(Stored data)
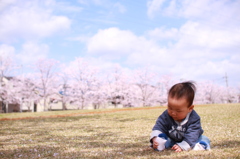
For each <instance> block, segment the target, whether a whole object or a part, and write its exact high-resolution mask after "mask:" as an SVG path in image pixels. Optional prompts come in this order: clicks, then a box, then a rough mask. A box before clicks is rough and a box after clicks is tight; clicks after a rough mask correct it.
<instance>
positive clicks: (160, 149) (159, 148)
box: [156, 137, 167, 151]
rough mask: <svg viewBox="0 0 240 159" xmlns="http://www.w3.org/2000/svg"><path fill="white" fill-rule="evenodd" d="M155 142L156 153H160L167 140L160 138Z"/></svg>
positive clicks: (162, 149) (157, 138)
mask: <svg viewBox="0 0 240 159" xmlns="http://www.w3.org/2000/svg"><path fill="white" fill-rule="evenodd" d="M156 142H157V143H158V147H157V150H158V151H162V150H164V149H165V143H166V142H167V140H165V139H163V138H161V137H157V138H156Z"/></svg>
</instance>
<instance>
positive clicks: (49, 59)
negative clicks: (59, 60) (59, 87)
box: [35, 59, 59, 111]
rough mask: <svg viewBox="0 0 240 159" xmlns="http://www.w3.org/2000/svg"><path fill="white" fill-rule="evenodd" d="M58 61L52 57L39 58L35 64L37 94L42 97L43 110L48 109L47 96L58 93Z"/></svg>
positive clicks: (58, 62)
mask: <svg viewBox="0 0 240 159" xmlns="http://www.w3.org/2000/svg"><path fill="white" fill-rule="evenodd" d="M58 63H59V62H58V61H56V60H52V59H41V60H38V61H37V62H36V65H35V71H36V74H35V81H36V85H37V89H38V92H39V96H41V98H42V99H43V107H44V111H48V109H49V107H48V106H49V103H48V98H49V97H51V96H52V95H54V94H56V93H58V77H57V69H58V67H57V66H58Z"/></svg>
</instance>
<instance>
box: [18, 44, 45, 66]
mask: <svg viewBox="0 0 240 159" xmlns="http://www.w3.org/2000/svg"><path fill="white" fill-rule="evenodd" d="M48 52H49V47H48V45H46V44H38V43H33V42H26V43H24V44H23V45H22V50H21V51H20V53H19V54H16V58H17V60H18V61H20V62H21V63H22V64H24V65H29V64H32V63H34V62H36V61H37V60H39V59H45V58H47V55H48Z"/></svg>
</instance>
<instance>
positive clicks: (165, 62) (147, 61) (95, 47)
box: [87, 28, 171, 67]
mask: <svg viewBox="0 0 240 159" xmlns="http://www.w3.org/2000/svg"><path fill="white" fill-rule="evenodd" d="M87 52H88V54H89V55H97V56H98V57H101V58H103V59H105V60H113V61H120V62H123V64H125V65H128V66H131V67H134V66H144V65H145V64H165V65H168V60H169V59H170V58H171V57H170V56H169V54H167V52H166V51H165V49H163V48H160V47H159V46H158V45H157V44H156V43H154V42H153V41H150V40H147V39H146V38H144V37H141V36H136V35H135V34H133V33H132V32H130V31H126V30H120V29H118V28H109V29H105V30H99V31H98V33H97V34H96V35H94V36H93V37H92V38H90V40H89V41H88V43H87Z"/></svg>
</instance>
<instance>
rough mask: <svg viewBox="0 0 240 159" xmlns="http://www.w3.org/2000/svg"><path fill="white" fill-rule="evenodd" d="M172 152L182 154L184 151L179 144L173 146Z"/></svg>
mask: <svg viewBox="0 0 240 159" xmlns="http://www.w3.org/2000/svg"><path fill="white" fill-rule="evenodd" d="M172 150H175V152H181V151H182V149H181V147H180V146H178V145H177V144H175V145H173V147H172Z"/></svg>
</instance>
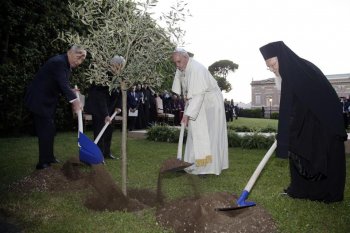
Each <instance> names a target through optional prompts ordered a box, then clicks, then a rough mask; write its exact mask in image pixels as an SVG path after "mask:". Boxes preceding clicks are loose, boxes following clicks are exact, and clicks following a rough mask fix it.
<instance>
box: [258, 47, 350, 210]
mask: <svg viewBox="0 0 350 233" xmlns="http://www.w3.org/2000/svg"><path fill="white" fill-rule="evenodd" d="M260 52H261V54H262V55H263V57H264V59H265V62H266V65H267V67H268V69H269V70H270V71H272V72H273V73H274V74H275V75H276V84H280V88H281V101H280V112H279V121H278V134H277V150H276V153H277V157H279V158H289V163H290V165H289V166H290V173H291V183H290V185H289V187H288V188H287V189H286V190H285V192H286V193H287V195H289V196H290V197H293V198H303V199H310V200H317V201H323V202H326V203H329V202H336V201H342V200H343V198H344V186H345V175H346V168H345V149H344V141H345V140H346V139H347V133H346V131H345V128H344V122H343V116H342V109H341V105H340V104H339V98H338V96H337V94H336V92H335V90H334V89H333V87H332V85H331V84H330V82H329V81H328V79H327V78H326V77H325V75H324V74H323V73H322V71H321V70H320V69H319V68H317V67H316V66H315V65H314V64H312V63H311V62H309V61H307V60H305V59H303V58H300V57H299V56H298V55H296V54H295V53H294V52H293V51H292V50H291V49H290V48H288V47H287V46H286V45H285V44H284V43H283V42H282V41H278V42H272V43H269V44H267V45H264V46H263V47H261V48H260Z"/></svg>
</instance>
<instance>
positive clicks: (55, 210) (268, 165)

WHAT TO WORK ON = Reproduce every record above exactly, but leave out the pictures.

ANSWER AREA =
For each <instance> block, segment the target, whether a whole object or a part, and write its exact high-resolution mask after "mask:" as an SVG path in image pixels. Optional prompts come in this order: clicks, then a box, then a rough mask. A box before clicks is rough and a box after clicks is tight; clicks after a rough mask correct it.
<instance>
positive clicks: (160, 149) (159, 148)
box: [156, 137, 167, 151]
rough mask: <svg viewBox="0 0 240 159" xmlns="http://www.w3.org/2000/svg"><path fill="white" fill-rule="evenodd" d="M155 142L156 153H160L167 140L160 138Z"/></svg>
positive clicks: (162, 149) (157, 138)
mask: <svg viewBox="0 0 240 159" xmlns="http://www.w3.org/2000/svg"><path fill="white" fill-rule="evenodd" d="M156 142H157V143H158V147H157V150H158V151H162V150H164V149H165V143H166V142H167V140H165V139H163V138H161V137H157V138H156Z"/></svg>
</instance>
<instance>
positive clicks: (49, 59)
negative clicks: (59, 60) (59, 87)
box: [35, 59, 59, 111]
rough mask: <svg viewBox="0 0 240 159" xmlns="http://www.w3.org/2000/svg"><path fill="white" fill-rule="evenodd" d="M58 61L52 57L39 58L35 64L37 94L42 97L43 110L48 109L47 96L58 93Z"/></svg>
positive clicks: (58, 62)
mask: <svg viewBox="0 0 240 159" xmlns="http://www.w3.org/2000/svg"><path fill="white" fill-rule="evenodd" d="M58 63H59V62H58V61H56V60H52V59H41V60H38V61H37V62H36V65H35V71H36V74H35V81H36V85H37V89H38V92H39V96H41V98H42V99H43V107H44V111H48V109H49V107H48V106H49V103H48V98H49V97H51V96H52V95H54V94H56V93H58V77H57V69H58V67H57V66H58Z"/></svg>
</instance>
<instance>
box: [18, 44, 45, 66]
mask: <svg viewBox="0 0 240 159" xmlns="http://www.w3.org/2000/svg"><path fill="white" fill-rule="evenodd" d="M48 52H49V47H48V45H46V44H38V43H33V42H26V43H24V44H23V45H22V50H21V51H20V53H19V54H16V58H17V60H18V61H20V62H21V63H22V64H24V65H29V64H32V63H34V62H36V61H37V60H39V59H45V58H47V55H48Z"/></svg>
</instance>
<instance>
positive clicks: (165, 62) (147, 61) (95, 47)
box: [87, 28, 171, 67]
mask: <svg viewBox="0 0 240 159" xmlns="http://www.w3.org/2000/svg"><path fill="white" fill-rule="evenodd" d="M87 52H88V54H89V55H97V56H98V57H101V58H103V59H105V60H113V61H120V62H123V64H125V65H128V66H131V67H134V66H144V65H145V64H165V65H168V60H169V59H170V58H171V57H170V56H169V54H167V52H166V51H165V49H163V48H160V47H159V46H158V45H157V44H156V43H154V42H153V41H150V40H147V39H146V38H144V37H141V36H136V35H135V34H133V33H132V32H130V31H126V30H120V29H118V28H109V29H105V30H99V31H98V33H97V34H96V35H94V36H93V37H92V38H90V40H89V41H88V43H87Z"/></svg>
</instance>
<instance>
rough mask: <svg viewBox="0 0 240 159" xmlns="http://www.w3.org/2000/svg"><path fill="white" fill-rule="evenodd" d="M172 152L182 154L184 151L179 144L173 146Z"/></svg>
mask: <svg viewBox="0 0 240 159" xmlns="http://www.w3.org/2000/svg"><path fill="white" fill-rule="evenodd" d="M172 150H175V152H181V151H182V149H181V147H180V146H178V145H177V144H175V145H173V147H172Z"/></svg>
</instance>
Each <instance> names a target through optional prompts ordered a box, then clicks, then a rough mask; write its exact mask in image pixels as an SVG path after "mask:". Boxes preceding clicks are loose, boxes following clicks are exact, and clicks following a rough mask fix it.
<instance>
box: [258, 47, 350, 210]
mask: <svg viewBox="0 0 350 233" xmlns="http://www.w3.org/2000/svg"><path fill="white" fill-rule="evenodd" d="M260 52H261V54H262V55H263V57H264V59H265V62H266V65H267V67H268V69H269V70H270V71H272V72H273V73H274V74H275V75H276V84H280V88H281V101H280V112H279V121H278V134H277V150H276V153H277V157H279V158H289V163H290V165H289V166H290V173H291V183H290V185H289V187H288V188H287V189H286V190H285V192H286V193H287V195H289V196H290V197H293V198H303V199H310V200H317V201H323V202H326V203H329V202H336V201H342V200H343V198H344V186H345V175H346V168H345V149H344V141H345V140H346V139H347V133H346V131H345V128H344V122H343V116H342V109H341V105H340V104H339V98H338V96H337V94H336V92H335V90H334V89H333V87H332V85H331V84H330V82H329V81H328V79H327V78H326V77H325V75H324V74H323V73H322V71H321V70H320V69H319V68H317V67H316V66H315V65H314V64H312V63H311V62H309V61H307V60H305V59H303V58H300V57H299V56H298V55H296V54H295V53H294V52H293V51H292V50H291V49H290V48H288V47H287V46H286V45H285V44H284V43H283V42H282V41H278V42H272V43H269V44H267V45H264V46H263V47H261V48H260Z"/></svg>
</instance>
<instance>
positive clicks: (55, 210) (268, 165)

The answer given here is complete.